▶ **REQUIRED TASK**
Count the lines below that contain the string "blue", treating uppercase and lowercase as different, and give only the number.

▶ **RECORDS FOR THE EXERCISE**
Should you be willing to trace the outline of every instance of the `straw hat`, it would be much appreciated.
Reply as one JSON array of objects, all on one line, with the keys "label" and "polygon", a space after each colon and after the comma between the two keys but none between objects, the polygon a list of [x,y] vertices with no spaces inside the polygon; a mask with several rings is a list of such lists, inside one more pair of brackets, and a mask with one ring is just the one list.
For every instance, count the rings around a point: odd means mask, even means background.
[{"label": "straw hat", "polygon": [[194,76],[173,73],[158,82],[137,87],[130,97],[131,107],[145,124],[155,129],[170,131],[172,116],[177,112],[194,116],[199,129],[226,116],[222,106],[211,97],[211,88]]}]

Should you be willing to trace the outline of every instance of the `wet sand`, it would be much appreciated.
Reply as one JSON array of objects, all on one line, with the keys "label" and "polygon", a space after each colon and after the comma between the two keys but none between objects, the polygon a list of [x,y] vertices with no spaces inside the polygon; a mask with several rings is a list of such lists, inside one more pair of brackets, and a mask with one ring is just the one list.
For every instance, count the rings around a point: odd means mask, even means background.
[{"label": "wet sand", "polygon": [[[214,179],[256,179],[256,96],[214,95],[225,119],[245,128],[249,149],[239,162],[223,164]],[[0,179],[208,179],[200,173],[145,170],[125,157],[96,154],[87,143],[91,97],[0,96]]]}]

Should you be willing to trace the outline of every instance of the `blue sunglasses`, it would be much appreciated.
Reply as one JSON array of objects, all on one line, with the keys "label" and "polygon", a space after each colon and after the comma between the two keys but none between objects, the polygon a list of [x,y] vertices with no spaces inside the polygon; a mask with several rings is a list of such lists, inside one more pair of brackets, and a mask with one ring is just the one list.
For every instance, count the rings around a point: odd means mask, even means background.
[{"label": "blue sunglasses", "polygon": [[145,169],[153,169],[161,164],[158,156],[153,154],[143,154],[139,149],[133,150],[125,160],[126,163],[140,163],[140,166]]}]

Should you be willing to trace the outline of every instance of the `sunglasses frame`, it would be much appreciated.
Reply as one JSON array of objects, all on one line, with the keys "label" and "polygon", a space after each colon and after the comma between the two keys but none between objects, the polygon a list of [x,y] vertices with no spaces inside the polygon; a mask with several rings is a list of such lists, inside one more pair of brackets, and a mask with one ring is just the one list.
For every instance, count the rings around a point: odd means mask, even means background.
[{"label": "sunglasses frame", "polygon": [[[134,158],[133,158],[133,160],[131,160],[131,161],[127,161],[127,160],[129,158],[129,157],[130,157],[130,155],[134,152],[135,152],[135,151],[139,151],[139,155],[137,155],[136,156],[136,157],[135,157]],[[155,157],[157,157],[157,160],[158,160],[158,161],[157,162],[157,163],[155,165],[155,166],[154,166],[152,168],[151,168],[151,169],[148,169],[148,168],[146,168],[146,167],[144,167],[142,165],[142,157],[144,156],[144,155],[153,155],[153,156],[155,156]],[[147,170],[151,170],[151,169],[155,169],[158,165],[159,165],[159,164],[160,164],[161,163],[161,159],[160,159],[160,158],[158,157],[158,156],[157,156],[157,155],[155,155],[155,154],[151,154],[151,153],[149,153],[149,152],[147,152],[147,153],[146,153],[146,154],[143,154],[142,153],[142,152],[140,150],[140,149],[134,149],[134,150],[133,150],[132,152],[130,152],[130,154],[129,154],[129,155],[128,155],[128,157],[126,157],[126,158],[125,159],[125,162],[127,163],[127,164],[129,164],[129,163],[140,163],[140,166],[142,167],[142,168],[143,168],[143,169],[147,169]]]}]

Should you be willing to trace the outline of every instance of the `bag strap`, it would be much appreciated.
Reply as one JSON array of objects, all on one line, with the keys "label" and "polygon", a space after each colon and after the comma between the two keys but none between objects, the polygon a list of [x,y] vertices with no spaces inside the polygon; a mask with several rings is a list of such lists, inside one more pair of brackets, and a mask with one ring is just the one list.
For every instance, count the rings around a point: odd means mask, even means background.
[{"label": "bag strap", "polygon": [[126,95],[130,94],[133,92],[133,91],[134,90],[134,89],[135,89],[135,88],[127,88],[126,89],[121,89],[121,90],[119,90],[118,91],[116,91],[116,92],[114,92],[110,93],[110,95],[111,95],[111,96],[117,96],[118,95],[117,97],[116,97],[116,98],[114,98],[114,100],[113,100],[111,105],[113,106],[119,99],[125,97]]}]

▶ **THE ANSWER**
2